TO DO:
Your output must consist solely of the lines from the one containing "Return the mask of every instance of the leafy" through the end of the records, reproduced exactly.

######

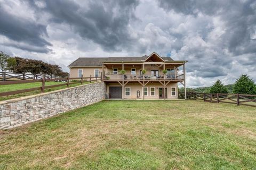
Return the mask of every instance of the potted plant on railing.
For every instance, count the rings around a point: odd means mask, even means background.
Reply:
[[[146,72],[147,72],[147,70],[143,69],[141,70],[141,73],[142,73],[142,74],[145,74]]]

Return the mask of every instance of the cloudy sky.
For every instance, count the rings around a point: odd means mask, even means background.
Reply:
[[[190,87],[256,80],[255,0],[0,0],[6,53],[67,65],[78,57],[188,60]],[[0,50],[3,50],[3,36]]]

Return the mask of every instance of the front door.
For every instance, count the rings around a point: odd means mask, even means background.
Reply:
[[[158,94],[159,94],[159,99],[164,99],[164,96],[165,96],[165,98],[167,98],[167,88],[165,88],[165,95],[164,95],[164,88],[159,87],[158,88]]]

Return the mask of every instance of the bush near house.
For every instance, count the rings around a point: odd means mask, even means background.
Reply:
[[[234,84],[233,93],[256,95],[256,84],[246,74],[242,74]]]

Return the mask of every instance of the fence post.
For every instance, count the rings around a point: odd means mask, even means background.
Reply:
[[[5,81],[6,80],[6,75],[5,75],[5,71],[3,72],[3,73],[4,73],[4,74],[3,74],[3,75],[4,75],[3,76],[3,78],[4,78],[3,81]]]
[[[69,87],[69,77],[67,78],[67,86]]]
[[[236,94],[236,104],[237,106],[240,105],[240,101],[239,99],[239,94]]]
[[[44,86],[45,85],[45,75],[43,75],[42,78],[41,92],[44,92]]]

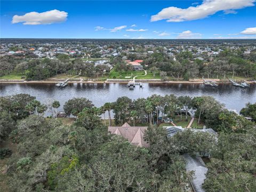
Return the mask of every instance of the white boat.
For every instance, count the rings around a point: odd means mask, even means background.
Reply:
[[[242,86],[243,86],[244,87],[250,86],[250,84],[249,84],[248,83],[246,83],[246,82],[242,82],[240,84]]]
[[[56,86],[58,87],[65,87],[68,85],[68,83],[66,82],[59,82],[56,84]]]

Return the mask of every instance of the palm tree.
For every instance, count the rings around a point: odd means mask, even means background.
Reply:
[[[34,106],[32,105],[32,104],[31,104],[30,103],[29,103],[28,105],[27,105],[25,106],[25,110],[29,112],[29,114],[30,114],[30,115],[31,115],[32,113],[34,111]]]
[[[111,126],[111,114],[110,111],[112,109],[112,103],[110,102],[106,102],[104,104],[104,108],[108,112],[108,121],[109,126]]]
[[[104,107],[105,106],[103,105],[103,106],[102,106],[101,108],[100,108],[100,111],[101,111],[101,113],[102,114],[103,114],[103,116],[104,116],[104,124],[105,124],[106,125],[106,117],[105,117],[105,113],[106,113],[106,109]]]
[[[154,124],[154,119],[153,118],[152,113],[153,112],[153,106],[151,102],[147,101],[146,103],[145,111],[148,114],[148,115],[149,117],[149,124],[151,124],[151,120],[153,121],[153,123]]]
[[[41,105],[40,102],[35,99],[35,100],[30,101],[30,103],[34,107],[34,113],[35,114],[36,113],[36,107],[40,106],[40,105]]]
[[[47,106],[45,104],[40,105],[37,107],[37,113],[38,114],[43,115],[44,112],[47,110]]]
[[[60,102],[58,101],[54,101],[52,102],[52,107],[55,108],[55,118],[57,118],[57,108],[60,107]]]
[[[132,117],[133,119],[133,126],[135,126],[135,118],[137,116],[137,111],[136,111],[135,110],[132,110],[131,111],[131,117]]]

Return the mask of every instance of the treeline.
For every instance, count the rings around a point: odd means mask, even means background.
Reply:
[[[1,97],[0,105],[2,115],[1,137],[4,139],[14,130],[13,124],[17,121],[35,114],[43,116],[46,110],[51,114],[51,117],[57,118],[57,109],[60,107],[58,101],[50,99],[46,103],[41,103],[34,97],[27,94]],[[255,119],[254,106],[248,103],[246,108],[241,110],[241,114]],[[63,108],[66,117],[73,115],[77,118],[81,114],[87,114],[88,117],[93,118],[94,116],[89,115],[90,113],[102,115],[105,119],[108,116],[109,126],[111,125],[111,112],[114,114],[115,124],[120,125],[127,121],[133,124],[158,124],[165,118],[172,121],[178,115],[181,121],[182,118],[188,121],[189,111],[195,113],[197,123],[202,122],[206,127],[218,132],[242,131],[244,126],[238,125],[250,122],[242,116],[230,113],[223,105],[210,96],[193,98],[189,96],[177,97],[173,94],[153,94],[147,98],[134,100],[122,97],[115,102],[107,102],[98,108],[86,98],[74,98],[67,101]],[[106,121],[105,122],[106,125]]]
[[[59,74],[81,74],[89,77],[98,77],[109,72],[106,65],[95,65],[84,62],[81,59],[70,60],[68,56],[60,55],[58,59],[16,60],[13,57],[1,58],[0,76],[12,72],[21,73],[27,81],[43,80]]]
[[[174,53],[176,60],[172,57],[165,57],[163,53],[155,53],[146,58],[143,64],[149,68],[156,67],[159,70],[165,71],[167,75],[175,78],[223,78],[227,75],[234,77],[240,76],[256,78],[256,51],[250,54],[240,52],[226,50],[214,56],[213,59],[207,54],[197,57],[204,60],[195,59],[191,52],[183,51]]]
[[[146,100],[154,98],[157,97]],[[4,119],[1,122],[1,133],[3,127],[12,123],[10,138],[18,146],[18,151],[11,156],[7,168],[10,190],[191,190],[189,180],[193,174],[186,171],[182,155],[209,151],[211,158],[206,164],[209,170],[203,185],[206,191],[253,191],[256,187],[255,124],[234,113],[219,111],[221,105],[212,98],[195,98],[191,99],[194,101],[192,103],[197,105],[211,101],[209,105],[217,106],[211,110],[215,111],[218,117],[215,123],[221,125],[218,139],[210,133],[189,130],[167,138],[165,129],[151,125],[145,135],[150,146],[144,148],[108,133],[100,117],[102,108],[94,107],[85,98],[74,99],[65,104],[66,110],[70,111],[73,106],[70,114],[77,115],[75,123],[67,126],[58,118],[35,115],[41,104],[33,97],[18,94],[1,98],[1,120]],[[130,115],[127,109],[131,107],[127,106],[127,101],[125,97],[118,98],[113,103],[105,104],[105,110],[114,109],[115,118],[122,121],[124,116]],[[151,105],[155,105],[154,101]],[[139,99],[129,101],[132,106]],[[36,109],[31,107],[28,110],[27,106],[33,103],[37,103]],[[197,110],[201,111],[202,116],[208,113],[206,108]],[[205,121],[208,120],[208,116],[204,117]]]

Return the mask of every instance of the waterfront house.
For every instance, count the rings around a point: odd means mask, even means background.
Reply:
[[[125,123],[121,126],[109,126],[108,131],[126,139],[132,145],[137,147],[148,147],[144,140],[143,137],[146,126],[131,126]]]
[[[138,62],[129,62],[127,65],[131,65],[132,66],[132,68],[134,70],[143,70],[142,66],[140,65],[140,63]]]

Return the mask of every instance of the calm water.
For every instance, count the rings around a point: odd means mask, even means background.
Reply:
[[[134,99],[146,98],[153,94],[191,97],[205,95],[213,96],[224,103],[227,108],[238,111],[247,102],[256,102],[256,84],[243,89],[224,84],[212,87],[203,84],[144,83],[143,89],[137,86],[134,90],[130,90],[126,84],[120,83],[73,83],[63,89],[56,87],[54,83],[0,83],[0,91],[1,96],[29,94],[43,103],[45,103],[48,98],[54,99],[60,102],[60,110],[62,110],[66,101],[74,97],[86,98],[99,107],[106,102],[115,101],[122,96]]]

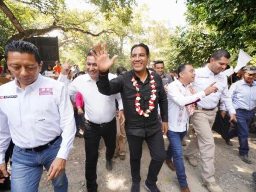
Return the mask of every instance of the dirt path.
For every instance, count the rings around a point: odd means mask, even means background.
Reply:
[[[256,191],[256,186],[251,174],[256,171],[256,145],[250,141],[250,156],[252,164],[244,163],[238,156],[239,145],[237,139],[232,140],[233,146],[225,144],[220,136],[214,134],[216,144],[215,166],[215,177],[224,192],[253,192]],[[189,141],[186,140],[187,143]],[[169,142],[165,139],[166,148]],[[67,161],[67,172],[69,179],[69,191],[79,192],[87,191],[84,178],[84,157],[83,139],[76,138],[75,148],[69,156]],[[129,152],[125,160],[118,158],[113,160],[113,169],[109,172],[105,168],[105,146],[102,140],[97,166],[99,191],[129,192],[131,185],[130,170]],[[186,149],[186,147],[184,148]],[[199,155],[197,157],[199,158]],[[145,192],[143,182],[146,179],[150,160],[149,151],[146,143],[143,143],[143,157],[141,160],[140,191]],[[189,186],[192,192],[208,192],[203,185],[200,174],[200,163],[198,167],[191,166],[185,160],[185,166]],[[46,172],[42,177],[39,191],[53,191],[51,184],[46,181]],[[164,164],[158,176],[157,186],[161,192],[179,192],[179,188],[176,174],[171,171]]]

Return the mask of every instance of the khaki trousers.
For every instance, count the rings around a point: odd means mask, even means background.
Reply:
[[[197,136],[192,138],[185,153],[189,157],[191,158],[199,150],[203,167],[203,180],[211,183],[215,181],[215,144],[212,128],[217,111],[217,107],[212,111],[195,110],[191,119]]]
[[[120,126],[122,121],[121,118],[118,119],[118,113],[117,110],[116,111],[116,149],[115,154],[119,154],[119,155],[125,155],[125,148],[127,138],[125,130],[125,125]]]

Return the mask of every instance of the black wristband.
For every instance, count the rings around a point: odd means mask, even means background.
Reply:
[[[102,71],[99,71],[99,75],[101,76],[106,76],[109,73],[109,70],[108,70],[105,72],[103,72]]]

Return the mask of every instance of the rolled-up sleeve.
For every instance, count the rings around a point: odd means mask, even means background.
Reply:
[[[0,108],[0,163],[5,163],[5,152],[10,141],[11,134],[7,117]]]
[[[73,147],[76,128],[73,108],[67,88],[64,86],[62,88],[58,108],[62,141],[56,157],[67,160]]]
[[[162,79],[159,81],[160,91],[159,92],[159,99],[158,99],[158,104],[160,108],[160,113],[161,117],[163,122],[168,122],[168,102],[167,101],[167,96],[166,93],[163,87],[163,85]]]
[[[229,113],[236,114],[236,110],[232,104],[232,98],[230,91],[232,91],[232,90],[229,90],[227,86],[226,86],[222,91],[221,99],[224,102],[226,109],[228,111]]]

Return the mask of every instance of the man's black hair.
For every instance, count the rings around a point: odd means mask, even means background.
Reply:
[[[209,62],[208,62],[208,61],[204,62],[201,64],[201,67],[202,67],[202,68],[206,66],[207,64],[208,63],[209,63]]]
[[[191,64],[186,63],[186,64],[180,64],[177,69],[177,73],[178,75],[178,78],[180,77],[180,73],[182,72],[186,69],[186,65],[191,65]]]
[[[213,58],[215,60],[217,61],[220,60],[222,57],[229,59],[231,56],[230,53],[227,50],[221,49],[215,51],[211,56],[211,58]]]
[[[19,52],[33,55],[38,65],[41,63],[41,57],[36,47],[31,43],[23,41],[14,41],[8,43],[5,47],[4,58],[7,61],[9,52]]]
[[[164,63],[163,63],[163,61],[161,61],[161,60],[157,60],[157,61],[156,61],[154,63],[154,67],[155,68],[156,68],[156,65],[157,64],[163,64],[164,66]]]
[[[90,52],[90,51],[93,51],[93,53],[96,55],[96,51],[95,51],[95,49],[92,49],[92,50],[90,50],[89,52],[88,52],[88,53],[87,53],[87,55],[86,55],[86,57],[85,57],[85,59],[86,59],[87,58],[87,57],[89,56],[93,56],[93,55],[92,55],[92,54]]]
[[[116,69],[116,74],[117,76],[118,76],[120,74],[122,74],[123,72],[127,71],[127,70],[125,69],[123,67],[119,67],[117,69]]]
[[[84,71],[79,71],[78,73],[76,73],[75,74],[75,76],[74,77],[74,79],[75,79],[77,77],[78,77],[79,76],[80,76],[80,75],[84,75],[85,74],[85,72],[84,72]],[[74,80],[73,79],[73,80]]]
[[[135,45],[134,45],[133,46],[132,46],[132,47],[131,47],[131,52],[132,52],[132,50],[135,47],[143,47],[146,50],[146,54],[147,55],[147,56],[148,57],[149,57],[149,49],[148,49],[148,46],[145,45],[144,44],[140,43],[139,44],[136,44]]]

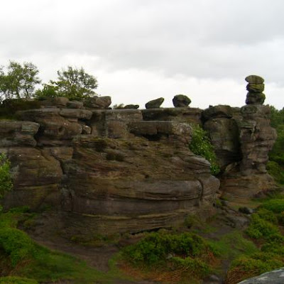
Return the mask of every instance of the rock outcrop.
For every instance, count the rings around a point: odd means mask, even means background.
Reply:
[[[164,100],[165,100],[164,98],[158,98],[156,99],[153,99],[152,101],[148,102],[145,104],[145,107],[146,109],[158,109],[163,103]]]
[[[155,109],[108,109],[110,102],[50,99],[41,108],[18,111],[18,121],[0,121],[0,153],[11,161],[14,183],[5,209],[51,207],[52,224],[69,236],[137,232],[212,210],[220,180],[221,190],[234,197],[273,186],[266,170],[275,139],[268,106],[202,111],[158,108],[160,100]],[[192,123],[209,133],[220,180],[189,149]]]
[[[261,77],[250,75],[246,77],[246,81],[248,82],[246,89],[248,91],[246,95],[246,104],[263,104],[266,95],[264,91],[264,80]]]
[[[219,181],[190,151],[191,127],[178,119],[185,114],[197,121],[200,110],[176,109],[163,114],[167,120],[149,121],[138,109],[59,101],[18,111],[21,121],[0,121],[0,151],[14,182],[6,209],[51,207],[53,223],[69,235],[169,227],[212,209]]]
[[[253,88],[263,90],[263,79],[251,75],[246,80],[249,96],[261,96]],[[241,109],[217,106],[202,113],[204,127],[223,173],[221,190],[234,198],[251,197],[275,186],[266,171],[268,153],[276,139],[276,131],[270,125],[269,106],[254,99],[248,102],[248,97],[246,102],[248,104]]]
[[[191,99],[184,94],[177,94],[173,99],[175,107],[187,107],[191,103]]]

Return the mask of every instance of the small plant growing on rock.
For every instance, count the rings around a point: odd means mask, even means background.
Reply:
[[[10,173],[10,161],[4,154],[0,154],[0,198],[13,187]]]
[[[217,175],[220,168],[217,163],[215,152],[207,132],[198,124],[192,124],[192,140],[190,144],[190,150],[195,154],[201,155],[210,162],[210,170],[212,175]]]

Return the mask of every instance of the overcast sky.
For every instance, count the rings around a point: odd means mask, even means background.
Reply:
[[[177,94],[192,107],[245,104],[244,78],[284,106],[283,0],[2,0],[0,65],[31,62],[43,82],[67,65],[113,104]]]

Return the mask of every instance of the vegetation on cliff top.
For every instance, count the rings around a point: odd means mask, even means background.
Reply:
[[[58,70],[56,80],[43,84],[42,89],[36,87],[41,80],[39,70],[31,62],[18,63],[10,61],[6,71],[0,67],[0,102],[8,99],[44,99],[65,97],[70,99],[89,97],[95,94],[98,86],[97,79],[80,69],[67,66]]]
[[[207,133],[198,124],[191,124],[192,129],[192,139],[190,148],[195,155],[201,155],[207,160],[211,165],[210,170],[212,175],[217,175],[220,168],[217,163],[215,152],[211,144]]]

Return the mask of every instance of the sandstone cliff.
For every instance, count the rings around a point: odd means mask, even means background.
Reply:
[[[14,184],[6,209],[51,207],[56,225],[72,234],[136,232],[212,210],[220,180],[234,197],[274,186],[266,170],[275,139],[267,106],[113,110],[109,98],[96,102],[56,98],[0,121],[0,152]],[[219,179],[190,151],[190,123],[208,131]]]

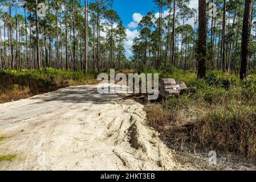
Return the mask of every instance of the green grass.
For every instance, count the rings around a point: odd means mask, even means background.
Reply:
[[[0,155],[0,162],[13,161],[17,157],[16,155]]]
[[[61,71],[53,68],[39,70],[0,70],[0,103],[25,98],[58,89],[97,82],[98,72],[84,76],[82,71]]]
[[[183,81],[189,92],[146,106],[151,125],[173,148],[214,150],[256,159],[256,77],[241,81],[233,73],[160,73]]]

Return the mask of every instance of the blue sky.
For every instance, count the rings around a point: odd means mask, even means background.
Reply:
[[[115,0],[113,9],[121,16],[124,24],[127,26],[133,20],[132,15],[135,13],[145,15],[155,7],[152,0]]]
[[[0,0],[1,1],[1,0]],[[92,2],[92,0],[90,0]],[[84,5],[84,1],[82,1]],[[190,0],[190,7],[198,8],[198,0]],[[125,55],[129,58],[132,55],[131,48],[133,39],[139,35],[137,25],[143,15],[150,11],[153,11],[157,18],[159,12],[156,5],[152,0],[115,0],[113,9],[116,11],[121,17],[124,25],[126,28],[127,40],[124,42]],[[23,13],[23,11],[18,10],[18,13]],[[14,14],[14,11],[13,14]],[[168,14],[168,10],[164,10],[164,17]],[[191,24],[193,20],[189,20],[187,23]],[[3,32],[2,32],[3,35]]]

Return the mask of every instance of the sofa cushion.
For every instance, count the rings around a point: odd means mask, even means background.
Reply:
[[[177,81],[177,84],[180,85],[180,88],[188,88],[186,84],[183,81]]]
[[[164,89],[173,89],[174,88],[176,88],[176,85],[163,85]]]
[[[164,78],[161,80],[161,82],[163,85],[176,85],[176,82],[175,81],[175,80],[172,78]]]
[[[180,93],[180,91],[174,89],[166,89],[164,90],[164,93],[168,94],[177,94]]]

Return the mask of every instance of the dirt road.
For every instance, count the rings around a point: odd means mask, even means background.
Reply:
[[[96,86],[0,105],[0,170],[173,170],[172,151],[147,126],[143,106]]]

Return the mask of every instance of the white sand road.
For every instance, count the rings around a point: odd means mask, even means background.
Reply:
[[[174,170],[172,151],[143,106],[96,86],[72,86],[0,105],[0,170]]]

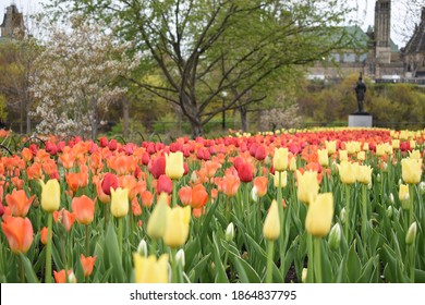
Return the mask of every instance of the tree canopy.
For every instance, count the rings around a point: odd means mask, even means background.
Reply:
[[[63,10],[60,3],[118,26],[116,37],[133,41],[142,56],[142,75],[130,81],[177,106],[193,136],[221,111],[263,100],[266,83],[279,88],[298,66],[350,44],[337,26],[349,8],[337,0],[57,0],[53,7]],[[144,82],[143,74],[162,82]],[[218,103],[223,93],[233,94]]]

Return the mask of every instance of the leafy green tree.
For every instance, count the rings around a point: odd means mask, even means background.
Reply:
[[[177,106],[193,136],[223,110],[263,100],[258,88],[268,81],[348,42],[332,27],[348,12],[337,0],[57,0],[53,7],[64,2],[120,25],[117,37],[135,41],[142,71],[159,69],[163,84],[132,81]],[[223,91],[232,94],[217,106]]]

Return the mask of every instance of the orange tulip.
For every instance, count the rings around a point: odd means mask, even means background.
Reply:
[[[267,176],[256,176],[254,179],[254,186],[256,187],[257,197],[263,197],[267,194],[268,179]]]
[[[141,197],[142,197],[142,205],[144,207],[150,207],[151,204],[154,203],[154,194],[150,193],[149,191],[144,191],[141,194]]]
[[[41,239],[40,239],[41,244],[46,245],[47,244],[48,228],[47,227],[42,227],[42,229],[40,230],[40,234],[41,234]]]
[[[25,162],[28,162],[33,159],[33,151],[29,148],[25,147],[22,149],[21,156]]]
[[[69,212],[64,208],[62,208],[59,211],[53,211],[53,220],[54,222],[60,222],[63,228],[65,228],[66,232],[70,232],[72,224],[74,224],[75,221],[75,213]]]
[[[183,206],[187,206],[192,203],[192,187],[186,185],[179,190],[179,198]]]
[[[97,256],[85,257],[83,254],[80,256],[80,261],[84,270],[84,277],[89,277],[92,274],[96,258]]]
[[[192,188],[192,203],[191,206],[194,209],[199,209],[208,202],[208,193],[205,186],[197,184]]]
[[[226,196],[234,196],[238,193],[241,181],[234,175],[224,175],[222,179],[222,192]]]
[[[8,194],[4,197],[12,215],[21,217],[25,217],[28,213],[31,204],[33,203],[34,198],[35,195],[27,198],[24,190],[13,190],[12,194]]]
[[[53,270],[53,276],[54,276],[54,281],[57,283],[76,283],[76,278],[74,272],[70,269],[68,270],[68,281],[66,281],[66,276],[65,276],[65,269],[62,269],[60,271]]]
[[[86,195],[72,199],[72,211],[81,224],[88,224],[95,217],[95,202]]]
[[[5,217],[1,229],[8,239],[9,246],[14,254],[26,253],[33,244],[33,224],[28,218]]]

######

RESULT:
Return the mask of every instance of the leafy green tree.
For every instance, count the rings around a point: odd means mask, even means background.
Reply:
[[[177,106],[193,136],[223,110],[263,100],[258,88],[268,81],[348,42],[332,27],[348,12],[337,0],[57,0],[53,7],[64,2],[120,25],[117,37],[135,41],[142,71],[159,69],[163,84],[132,81]],[[223,91],[232,94],[217,106]]]

Return the mask of every instance of the orange tulip.
For every instance, count the rings around a point: odd means mask, even means background.
Reply:
[[[267,176],[256,176],[254,179],[254,186],[256,187],[257,197],[263,197],[267,194],[268,179]]]
[[[141,197],[142,197],[142,205],[144,207],[150,207],[151,204],[154,203],[154,194],[150,193],[149,191],[144,191],[141,194]]]
[[[41,239],[40,239],[41,244],[46,245],[47,244],[48,228],[47,227],[42,227],[42,229],[40,230],[40,234],[41,234]]]
[[[25,162],[28,162],[33,159],[33,151],[29,148],[25,147],[22,149],[21,156]]]
[[[69,212],[64,208],[62,208],[59,211],[53,211],[53,220],[54,222],[60,222],[63,228],[65,228],[66,232],[70,232],[72,224],[74,224],[75,221],[75,213]]]
[[[183,206],[187,206],[192,203],[192,187],[186,185],[179,190],[179,198]]]
[[[97,256],[85,257],[83,254],[80,256],[80,261],[84,270],[84,277],[89,277],[92,274],[96,258]]]
[[[192,188],[192,203],[191,206],[194,209],[199,209],[208,202],[208,193],[205,186],[197,184]]]
[[[226,196],[234,196],[238,193],[241,181],[234,175],[224,175],[222,179],[222,192]]]
[[[8,194],[4,197],[12,215],[21,217],[25,217],[28,213],[31,204],[33,203],[34,198],[35,195],[27,198],[24,190],[13,190],[12,194]]]
[[[53,270],[53,276],[54,276],[54,281],[57,283],[76,283],[76,278],[74,272],[70,269],[68,270],[68,281],[66,281],[66,276],[65,276],[65,269],[62,269],[60,271]]]
[[[86,195],[72,199],[72,211],[81,224],[88,224],[95,217],[95,202]]]
[[[5,217],[1,229],[8,239],[9,246],[14,254],[26,253],[33,244],[33,224],[28,218]]]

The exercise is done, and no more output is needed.